# start of TASK DATA

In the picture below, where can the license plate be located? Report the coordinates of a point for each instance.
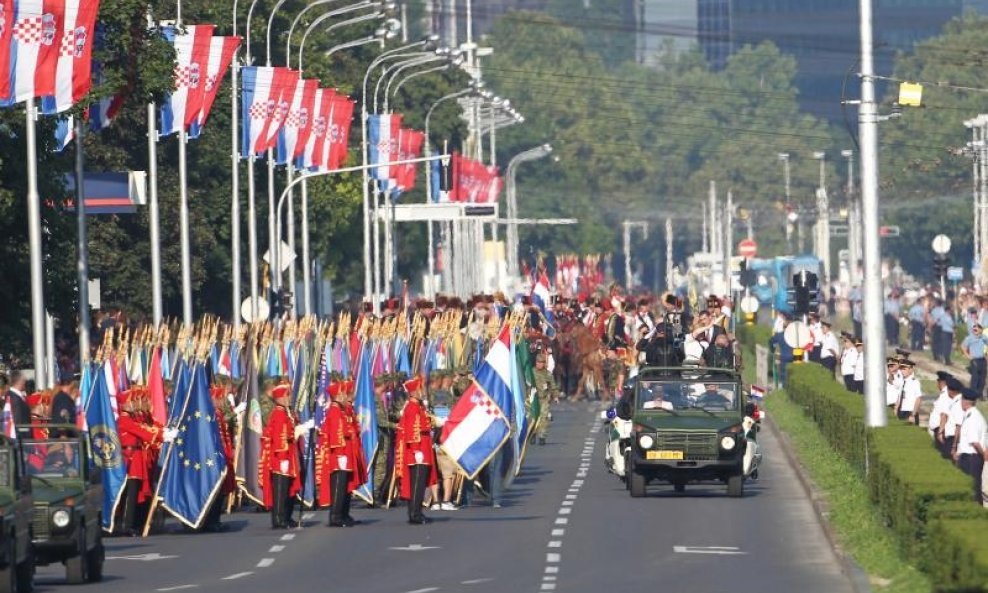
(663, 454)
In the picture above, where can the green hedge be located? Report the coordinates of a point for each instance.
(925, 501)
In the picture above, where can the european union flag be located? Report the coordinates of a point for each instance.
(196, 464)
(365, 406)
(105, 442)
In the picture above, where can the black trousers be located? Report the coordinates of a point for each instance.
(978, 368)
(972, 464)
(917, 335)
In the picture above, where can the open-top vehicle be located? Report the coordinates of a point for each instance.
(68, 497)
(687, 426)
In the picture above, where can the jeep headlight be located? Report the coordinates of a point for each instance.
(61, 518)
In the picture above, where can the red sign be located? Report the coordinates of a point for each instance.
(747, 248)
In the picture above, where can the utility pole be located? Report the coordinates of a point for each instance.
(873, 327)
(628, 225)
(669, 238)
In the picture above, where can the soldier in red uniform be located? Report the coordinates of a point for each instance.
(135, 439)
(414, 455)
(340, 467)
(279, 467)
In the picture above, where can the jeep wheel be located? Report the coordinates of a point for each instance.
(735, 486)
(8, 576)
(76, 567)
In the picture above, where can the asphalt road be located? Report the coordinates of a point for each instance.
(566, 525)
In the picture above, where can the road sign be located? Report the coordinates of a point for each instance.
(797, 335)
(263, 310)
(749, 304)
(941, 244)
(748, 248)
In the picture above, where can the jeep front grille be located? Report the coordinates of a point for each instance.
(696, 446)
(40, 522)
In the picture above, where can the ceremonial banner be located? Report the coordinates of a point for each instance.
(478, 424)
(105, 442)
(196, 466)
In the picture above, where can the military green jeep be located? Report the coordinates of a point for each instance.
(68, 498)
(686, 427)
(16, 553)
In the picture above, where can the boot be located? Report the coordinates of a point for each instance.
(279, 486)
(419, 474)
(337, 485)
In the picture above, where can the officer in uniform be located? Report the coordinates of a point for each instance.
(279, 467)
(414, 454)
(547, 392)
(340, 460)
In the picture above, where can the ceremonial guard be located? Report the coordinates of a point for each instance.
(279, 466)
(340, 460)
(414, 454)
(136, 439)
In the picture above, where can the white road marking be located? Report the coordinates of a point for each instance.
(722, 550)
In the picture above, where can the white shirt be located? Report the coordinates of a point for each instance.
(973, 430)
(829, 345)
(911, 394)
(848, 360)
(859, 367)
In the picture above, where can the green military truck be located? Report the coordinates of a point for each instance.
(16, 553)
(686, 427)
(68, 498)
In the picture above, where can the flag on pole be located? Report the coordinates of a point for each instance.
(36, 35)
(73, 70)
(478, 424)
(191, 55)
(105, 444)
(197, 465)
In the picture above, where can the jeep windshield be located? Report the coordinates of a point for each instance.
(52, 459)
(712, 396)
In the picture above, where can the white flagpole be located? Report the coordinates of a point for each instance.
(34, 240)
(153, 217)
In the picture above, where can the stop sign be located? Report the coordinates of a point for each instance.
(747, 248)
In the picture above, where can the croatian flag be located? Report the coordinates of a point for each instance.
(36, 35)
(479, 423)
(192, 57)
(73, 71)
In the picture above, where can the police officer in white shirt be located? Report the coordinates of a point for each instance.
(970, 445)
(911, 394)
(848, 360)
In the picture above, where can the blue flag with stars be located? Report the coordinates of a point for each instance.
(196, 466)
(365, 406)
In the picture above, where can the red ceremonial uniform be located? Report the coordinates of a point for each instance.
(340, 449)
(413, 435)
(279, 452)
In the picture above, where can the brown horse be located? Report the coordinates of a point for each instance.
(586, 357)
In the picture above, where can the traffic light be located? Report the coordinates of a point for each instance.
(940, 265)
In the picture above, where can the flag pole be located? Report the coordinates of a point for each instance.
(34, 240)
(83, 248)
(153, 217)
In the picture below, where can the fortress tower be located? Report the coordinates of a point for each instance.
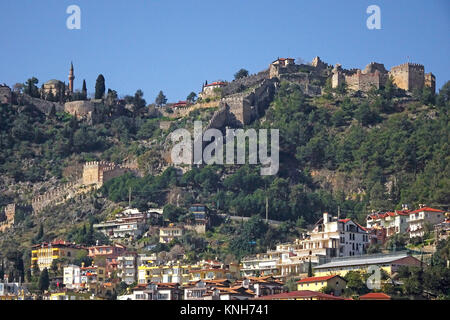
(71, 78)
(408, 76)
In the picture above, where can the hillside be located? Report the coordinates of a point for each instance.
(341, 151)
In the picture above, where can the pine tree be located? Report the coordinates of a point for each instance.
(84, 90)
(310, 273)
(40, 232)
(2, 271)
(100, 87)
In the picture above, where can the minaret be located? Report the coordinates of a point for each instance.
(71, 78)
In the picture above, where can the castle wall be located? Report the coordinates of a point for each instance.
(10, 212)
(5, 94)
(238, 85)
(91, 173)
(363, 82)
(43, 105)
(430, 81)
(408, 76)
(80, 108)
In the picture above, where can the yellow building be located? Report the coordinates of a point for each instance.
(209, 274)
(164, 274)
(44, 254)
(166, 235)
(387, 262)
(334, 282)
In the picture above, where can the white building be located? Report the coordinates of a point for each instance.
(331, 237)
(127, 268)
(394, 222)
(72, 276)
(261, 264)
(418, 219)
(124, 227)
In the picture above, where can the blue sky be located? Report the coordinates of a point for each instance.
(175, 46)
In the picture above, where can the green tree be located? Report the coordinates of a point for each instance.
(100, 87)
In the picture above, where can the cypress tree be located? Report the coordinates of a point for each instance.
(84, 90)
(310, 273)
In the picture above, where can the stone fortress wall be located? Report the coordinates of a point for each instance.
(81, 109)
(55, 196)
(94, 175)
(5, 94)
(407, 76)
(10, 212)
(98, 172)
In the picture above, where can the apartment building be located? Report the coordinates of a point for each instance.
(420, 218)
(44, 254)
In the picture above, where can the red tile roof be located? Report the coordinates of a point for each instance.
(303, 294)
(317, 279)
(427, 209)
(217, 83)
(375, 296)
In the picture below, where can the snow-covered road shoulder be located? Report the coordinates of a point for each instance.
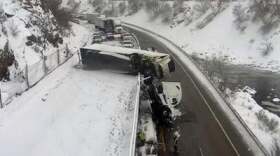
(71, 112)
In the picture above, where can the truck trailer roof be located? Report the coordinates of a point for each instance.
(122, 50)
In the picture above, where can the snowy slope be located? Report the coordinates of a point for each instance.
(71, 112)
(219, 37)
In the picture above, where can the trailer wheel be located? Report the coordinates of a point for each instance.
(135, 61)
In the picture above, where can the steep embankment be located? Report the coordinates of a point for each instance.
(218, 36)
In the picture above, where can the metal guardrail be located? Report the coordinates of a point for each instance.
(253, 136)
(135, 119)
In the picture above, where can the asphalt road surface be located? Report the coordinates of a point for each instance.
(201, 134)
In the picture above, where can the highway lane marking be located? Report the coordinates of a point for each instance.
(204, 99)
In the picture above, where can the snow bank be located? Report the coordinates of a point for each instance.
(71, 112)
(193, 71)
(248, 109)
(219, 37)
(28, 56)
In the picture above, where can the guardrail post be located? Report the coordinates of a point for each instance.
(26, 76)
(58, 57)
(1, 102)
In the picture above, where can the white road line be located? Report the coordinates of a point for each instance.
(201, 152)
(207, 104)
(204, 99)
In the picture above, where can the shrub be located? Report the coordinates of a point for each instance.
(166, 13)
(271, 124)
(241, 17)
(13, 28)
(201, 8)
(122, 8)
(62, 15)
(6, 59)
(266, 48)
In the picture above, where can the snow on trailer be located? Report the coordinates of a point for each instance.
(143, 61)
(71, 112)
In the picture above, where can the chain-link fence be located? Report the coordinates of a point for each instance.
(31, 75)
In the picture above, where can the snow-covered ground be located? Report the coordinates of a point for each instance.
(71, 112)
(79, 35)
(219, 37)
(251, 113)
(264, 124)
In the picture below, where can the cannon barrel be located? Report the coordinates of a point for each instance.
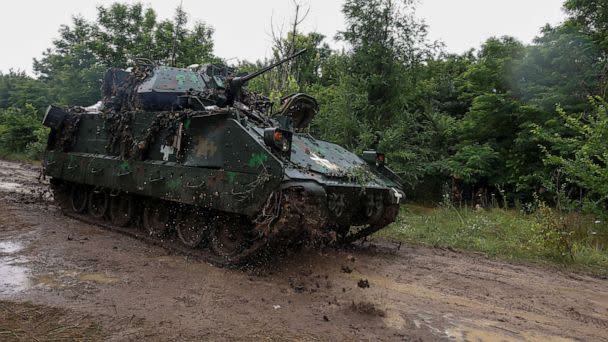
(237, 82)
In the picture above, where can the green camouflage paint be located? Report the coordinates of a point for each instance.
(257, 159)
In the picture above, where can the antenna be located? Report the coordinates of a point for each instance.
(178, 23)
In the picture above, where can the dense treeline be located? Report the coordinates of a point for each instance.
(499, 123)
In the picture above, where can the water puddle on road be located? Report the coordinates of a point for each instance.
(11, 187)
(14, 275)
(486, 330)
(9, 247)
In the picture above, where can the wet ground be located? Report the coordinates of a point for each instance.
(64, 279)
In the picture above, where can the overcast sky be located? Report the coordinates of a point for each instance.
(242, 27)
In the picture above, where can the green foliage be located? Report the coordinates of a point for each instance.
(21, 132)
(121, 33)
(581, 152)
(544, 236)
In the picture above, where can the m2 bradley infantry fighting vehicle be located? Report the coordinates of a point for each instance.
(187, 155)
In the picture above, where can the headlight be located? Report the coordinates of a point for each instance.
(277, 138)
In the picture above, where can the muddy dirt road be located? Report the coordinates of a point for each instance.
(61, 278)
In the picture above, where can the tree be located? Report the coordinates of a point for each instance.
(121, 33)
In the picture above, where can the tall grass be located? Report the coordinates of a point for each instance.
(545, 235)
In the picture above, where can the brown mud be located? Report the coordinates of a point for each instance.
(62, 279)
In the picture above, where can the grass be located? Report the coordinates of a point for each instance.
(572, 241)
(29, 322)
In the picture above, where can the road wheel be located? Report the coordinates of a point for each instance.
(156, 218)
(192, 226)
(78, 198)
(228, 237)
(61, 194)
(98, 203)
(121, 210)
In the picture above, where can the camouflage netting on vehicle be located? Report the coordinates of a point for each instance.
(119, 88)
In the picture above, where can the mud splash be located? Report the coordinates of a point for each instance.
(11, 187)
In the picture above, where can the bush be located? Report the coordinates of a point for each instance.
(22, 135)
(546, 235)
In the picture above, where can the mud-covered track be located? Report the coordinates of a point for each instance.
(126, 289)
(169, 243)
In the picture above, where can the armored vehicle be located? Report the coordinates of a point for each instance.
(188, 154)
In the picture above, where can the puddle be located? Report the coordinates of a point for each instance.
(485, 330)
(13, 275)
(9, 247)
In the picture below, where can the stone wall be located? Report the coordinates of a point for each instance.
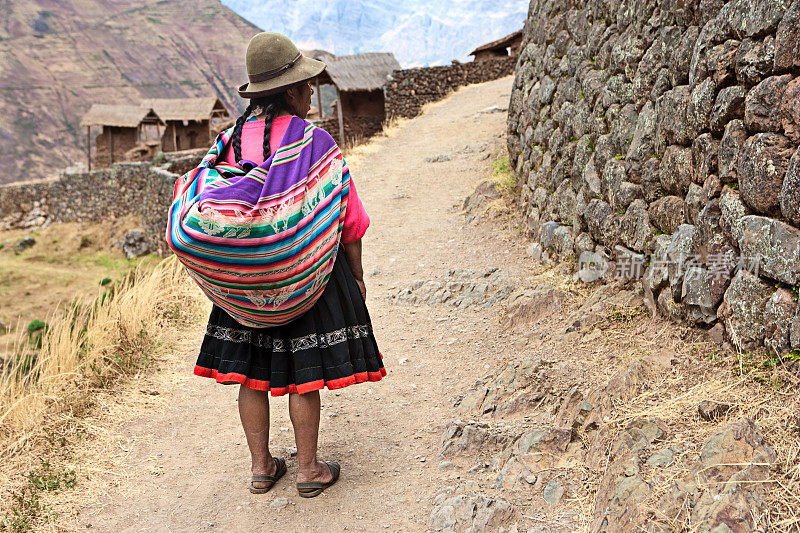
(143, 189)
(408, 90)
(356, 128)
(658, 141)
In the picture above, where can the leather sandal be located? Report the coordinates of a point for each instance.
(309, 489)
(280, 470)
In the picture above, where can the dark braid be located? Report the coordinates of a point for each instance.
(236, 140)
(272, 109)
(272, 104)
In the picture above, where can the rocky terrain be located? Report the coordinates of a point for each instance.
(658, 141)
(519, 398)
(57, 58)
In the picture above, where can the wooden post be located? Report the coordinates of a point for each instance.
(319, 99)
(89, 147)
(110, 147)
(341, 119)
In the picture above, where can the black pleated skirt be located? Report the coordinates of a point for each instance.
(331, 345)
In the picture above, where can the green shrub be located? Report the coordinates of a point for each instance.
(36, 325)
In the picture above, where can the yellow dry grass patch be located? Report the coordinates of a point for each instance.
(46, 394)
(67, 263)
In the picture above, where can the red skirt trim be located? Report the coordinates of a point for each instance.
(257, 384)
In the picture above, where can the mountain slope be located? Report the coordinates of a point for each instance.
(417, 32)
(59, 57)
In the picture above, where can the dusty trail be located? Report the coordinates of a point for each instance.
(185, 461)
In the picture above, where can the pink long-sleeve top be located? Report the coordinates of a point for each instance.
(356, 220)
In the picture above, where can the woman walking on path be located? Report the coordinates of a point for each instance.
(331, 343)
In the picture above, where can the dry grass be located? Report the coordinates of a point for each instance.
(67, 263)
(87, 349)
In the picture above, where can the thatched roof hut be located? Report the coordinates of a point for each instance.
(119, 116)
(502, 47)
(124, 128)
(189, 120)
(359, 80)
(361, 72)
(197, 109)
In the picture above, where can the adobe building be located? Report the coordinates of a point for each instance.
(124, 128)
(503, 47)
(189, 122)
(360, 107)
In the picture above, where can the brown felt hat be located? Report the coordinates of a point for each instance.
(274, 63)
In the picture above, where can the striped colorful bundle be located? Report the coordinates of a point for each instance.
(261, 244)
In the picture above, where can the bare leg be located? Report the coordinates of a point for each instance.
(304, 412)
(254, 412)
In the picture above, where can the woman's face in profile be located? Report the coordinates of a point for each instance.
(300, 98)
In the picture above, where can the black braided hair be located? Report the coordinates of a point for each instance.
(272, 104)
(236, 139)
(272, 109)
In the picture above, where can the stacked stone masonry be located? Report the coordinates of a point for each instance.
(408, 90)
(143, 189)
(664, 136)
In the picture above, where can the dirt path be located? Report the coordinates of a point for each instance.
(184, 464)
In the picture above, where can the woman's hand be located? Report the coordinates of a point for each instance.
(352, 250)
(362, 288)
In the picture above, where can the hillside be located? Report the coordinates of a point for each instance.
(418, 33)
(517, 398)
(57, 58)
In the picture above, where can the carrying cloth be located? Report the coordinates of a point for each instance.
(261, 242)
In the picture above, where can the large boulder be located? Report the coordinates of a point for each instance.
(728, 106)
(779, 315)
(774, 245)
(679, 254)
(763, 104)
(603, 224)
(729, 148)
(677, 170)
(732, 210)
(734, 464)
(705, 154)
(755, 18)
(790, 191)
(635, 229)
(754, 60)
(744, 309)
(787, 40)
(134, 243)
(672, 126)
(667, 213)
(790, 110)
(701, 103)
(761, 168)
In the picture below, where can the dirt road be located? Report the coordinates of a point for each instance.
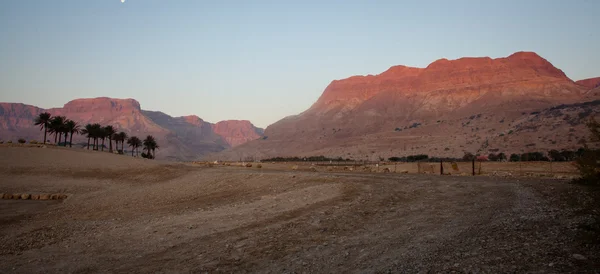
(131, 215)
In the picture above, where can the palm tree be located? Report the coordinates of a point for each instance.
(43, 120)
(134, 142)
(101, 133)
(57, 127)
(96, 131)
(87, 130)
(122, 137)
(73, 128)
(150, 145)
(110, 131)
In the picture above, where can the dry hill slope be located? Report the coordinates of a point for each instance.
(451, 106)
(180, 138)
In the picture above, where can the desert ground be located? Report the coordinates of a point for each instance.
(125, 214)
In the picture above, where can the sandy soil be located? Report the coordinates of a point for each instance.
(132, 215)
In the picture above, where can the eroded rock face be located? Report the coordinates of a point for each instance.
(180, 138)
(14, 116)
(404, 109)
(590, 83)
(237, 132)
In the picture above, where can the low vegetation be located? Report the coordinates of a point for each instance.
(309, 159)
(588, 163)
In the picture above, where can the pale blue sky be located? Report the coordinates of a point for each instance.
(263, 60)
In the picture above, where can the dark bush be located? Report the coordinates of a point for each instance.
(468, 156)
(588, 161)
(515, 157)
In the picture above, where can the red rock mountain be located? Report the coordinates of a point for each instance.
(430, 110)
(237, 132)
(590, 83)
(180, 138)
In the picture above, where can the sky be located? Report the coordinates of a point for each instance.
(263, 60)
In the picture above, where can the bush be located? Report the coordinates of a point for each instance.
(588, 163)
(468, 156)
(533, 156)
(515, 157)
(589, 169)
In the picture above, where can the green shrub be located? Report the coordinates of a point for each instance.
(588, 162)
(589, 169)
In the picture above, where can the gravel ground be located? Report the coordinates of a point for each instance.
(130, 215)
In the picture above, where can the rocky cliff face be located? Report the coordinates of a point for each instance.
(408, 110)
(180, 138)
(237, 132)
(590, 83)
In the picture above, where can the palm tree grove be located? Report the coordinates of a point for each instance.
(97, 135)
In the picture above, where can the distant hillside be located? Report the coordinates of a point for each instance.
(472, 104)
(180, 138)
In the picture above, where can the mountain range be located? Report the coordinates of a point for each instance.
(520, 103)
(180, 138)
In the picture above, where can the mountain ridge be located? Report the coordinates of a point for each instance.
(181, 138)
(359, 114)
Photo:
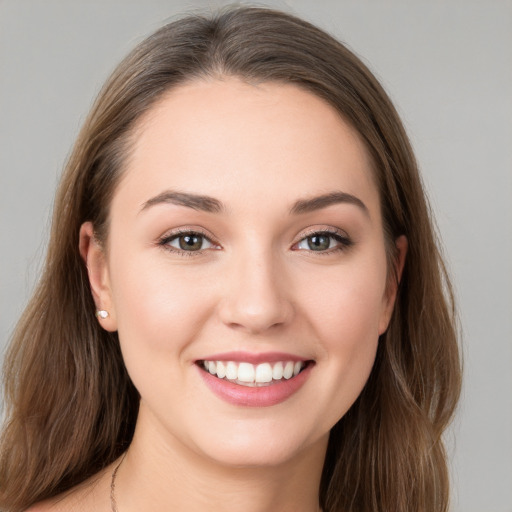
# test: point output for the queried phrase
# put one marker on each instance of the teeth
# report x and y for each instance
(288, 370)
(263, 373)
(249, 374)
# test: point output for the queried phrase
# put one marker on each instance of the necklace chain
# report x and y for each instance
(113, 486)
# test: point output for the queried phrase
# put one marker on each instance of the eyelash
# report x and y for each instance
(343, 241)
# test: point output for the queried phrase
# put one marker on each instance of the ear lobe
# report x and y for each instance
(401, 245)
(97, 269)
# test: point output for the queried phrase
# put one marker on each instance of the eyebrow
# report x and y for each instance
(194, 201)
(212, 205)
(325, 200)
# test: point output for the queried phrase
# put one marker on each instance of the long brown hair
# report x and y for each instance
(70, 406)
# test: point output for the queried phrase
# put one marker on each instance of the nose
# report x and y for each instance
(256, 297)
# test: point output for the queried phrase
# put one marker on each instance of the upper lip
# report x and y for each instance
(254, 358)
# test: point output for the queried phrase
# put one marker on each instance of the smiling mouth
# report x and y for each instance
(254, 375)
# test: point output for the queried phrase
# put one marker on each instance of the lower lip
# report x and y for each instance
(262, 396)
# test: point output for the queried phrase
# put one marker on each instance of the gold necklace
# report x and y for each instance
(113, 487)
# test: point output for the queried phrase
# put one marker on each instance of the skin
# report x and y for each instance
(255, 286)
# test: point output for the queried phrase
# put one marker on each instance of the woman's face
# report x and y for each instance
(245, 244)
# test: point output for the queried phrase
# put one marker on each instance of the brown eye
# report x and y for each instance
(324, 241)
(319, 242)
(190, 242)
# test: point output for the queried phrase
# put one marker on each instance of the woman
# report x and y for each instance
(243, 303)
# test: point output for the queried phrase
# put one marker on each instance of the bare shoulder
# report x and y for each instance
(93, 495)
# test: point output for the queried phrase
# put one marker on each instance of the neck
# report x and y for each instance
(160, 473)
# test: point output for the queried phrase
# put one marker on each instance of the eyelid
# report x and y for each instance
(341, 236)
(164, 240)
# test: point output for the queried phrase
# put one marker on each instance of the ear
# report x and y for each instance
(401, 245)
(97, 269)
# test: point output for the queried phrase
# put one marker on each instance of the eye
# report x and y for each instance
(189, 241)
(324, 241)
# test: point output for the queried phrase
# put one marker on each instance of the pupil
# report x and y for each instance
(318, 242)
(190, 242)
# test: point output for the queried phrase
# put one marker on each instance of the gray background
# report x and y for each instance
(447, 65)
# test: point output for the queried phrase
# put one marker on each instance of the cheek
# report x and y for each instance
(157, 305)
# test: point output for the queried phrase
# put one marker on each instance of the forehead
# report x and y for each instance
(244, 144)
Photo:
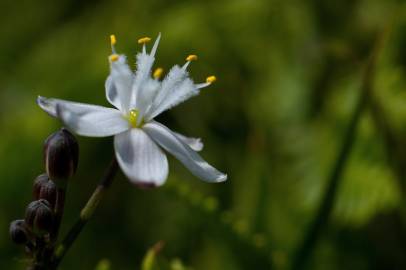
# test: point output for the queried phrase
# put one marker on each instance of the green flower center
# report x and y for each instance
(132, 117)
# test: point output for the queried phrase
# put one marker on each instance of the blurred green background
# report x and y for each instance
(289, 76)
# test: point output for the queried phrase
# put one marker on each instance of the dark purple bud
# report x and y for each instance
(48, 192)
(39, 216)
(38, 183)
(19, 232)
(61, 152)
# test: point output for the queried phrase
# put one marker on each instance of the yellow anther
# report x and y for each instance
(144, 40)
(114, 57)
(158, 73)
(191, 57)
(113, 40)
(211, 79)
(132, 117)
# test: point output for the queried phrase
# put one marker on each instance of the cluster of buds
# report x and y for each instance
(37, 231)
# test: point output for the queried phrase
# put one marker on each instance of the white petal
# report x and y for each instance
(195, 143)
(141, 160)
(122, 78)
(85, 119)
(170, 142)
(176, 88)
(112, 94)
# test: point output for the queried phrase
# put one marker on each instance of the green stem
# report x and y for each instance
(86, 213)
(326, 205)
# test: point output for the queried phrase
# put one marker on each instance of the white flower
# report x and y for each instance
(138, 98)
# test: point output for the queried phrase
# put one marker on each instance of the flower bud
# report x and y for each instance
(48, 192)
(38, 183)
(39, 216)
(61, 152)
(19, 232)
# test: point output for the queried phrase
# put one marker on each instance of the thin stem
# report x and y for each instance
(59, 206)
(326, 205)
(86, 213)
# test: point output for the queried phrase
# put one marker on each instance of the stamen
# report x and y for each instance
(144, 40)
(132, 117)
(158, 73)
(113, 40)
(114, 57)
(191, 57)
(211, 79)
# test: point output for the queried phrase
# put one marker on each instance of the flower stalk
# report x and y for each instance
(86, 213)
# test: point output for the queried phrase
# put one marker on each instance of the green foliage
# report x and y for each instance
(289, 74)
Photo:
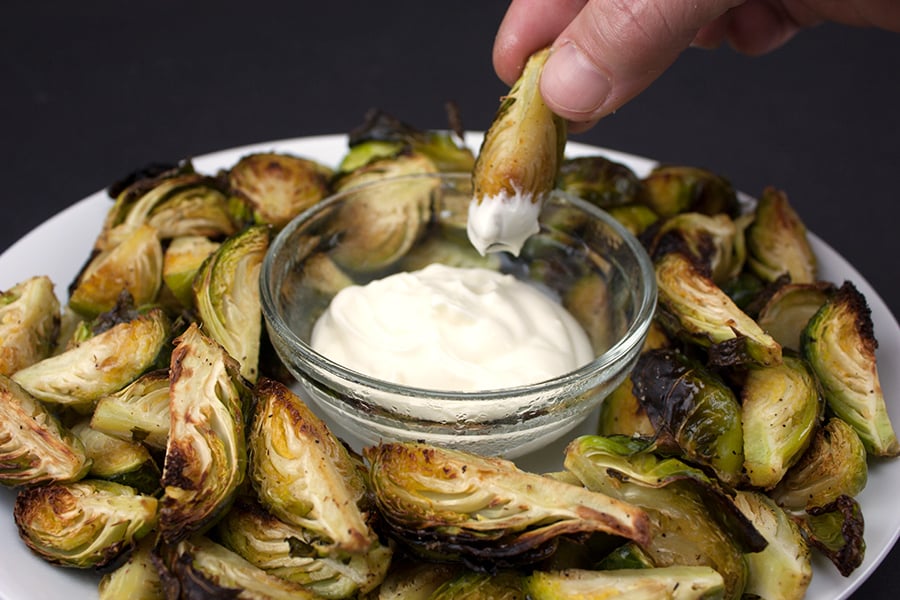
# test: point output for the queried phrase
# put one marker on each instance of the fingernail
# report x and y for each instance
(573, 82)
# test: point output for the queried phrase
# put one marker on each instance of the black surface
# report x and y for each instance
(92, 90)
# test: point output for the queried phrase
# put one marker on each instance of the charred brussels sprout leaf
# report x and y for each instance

# end of TASK DATA

## TASK STATEMENT
Locate every line in the entries above that contains the string "wall" and copy each one out in full. Case counts.

## RESPONSE TO THIS EXERCISE
In the picture above, where can the castle wall be located? Report the coordinates of a point for each instance.
In the picture above, where can the stone fortress wall be located? Report the coordinates of a point for each instance.
In the picture below, where can the stone wall be located? Report the coordinates of a point for each instance.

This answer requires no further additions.